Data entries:
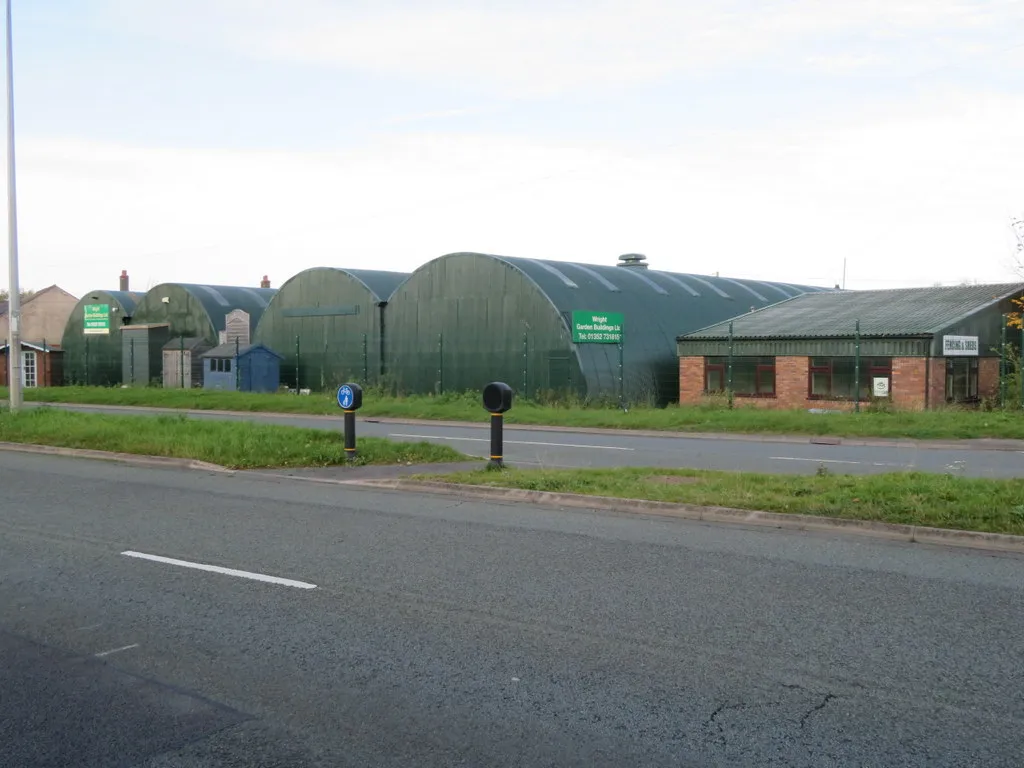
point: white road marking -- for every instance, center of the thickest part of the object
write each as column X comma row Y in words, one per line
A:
column 116, row 650
column 219, row 569
column 829, row 461
column 507, row 442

▸ **Description of the task**: Retype every line of the entries above word for word, leaving out the pictures.

▸ **Problem solution**:
point: white road marking -- for every instance, center of the thickest part of the object
write each as column X comma row Y in words, one per line
A:
column 116, row 650
column 219, row 569
column 829, row 461
column 507, row 442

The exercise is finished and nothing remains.